Requirement: Look below for the line containing "Report the position of each instance of the side". Reproduce it and every line after it exactly, and nothing more.

Point-per-instance localization data
====================
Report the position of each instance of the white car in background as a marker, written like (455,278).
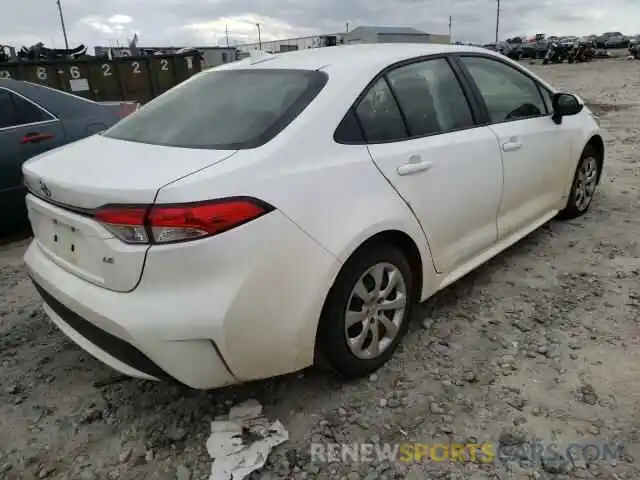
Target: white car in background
(288,210)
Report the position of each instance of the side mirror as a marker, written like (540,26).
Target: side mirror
====================
Answer to the problem:
Report the position of each instance of the side mirror as a marker, written like (540,26).
Target: side mirror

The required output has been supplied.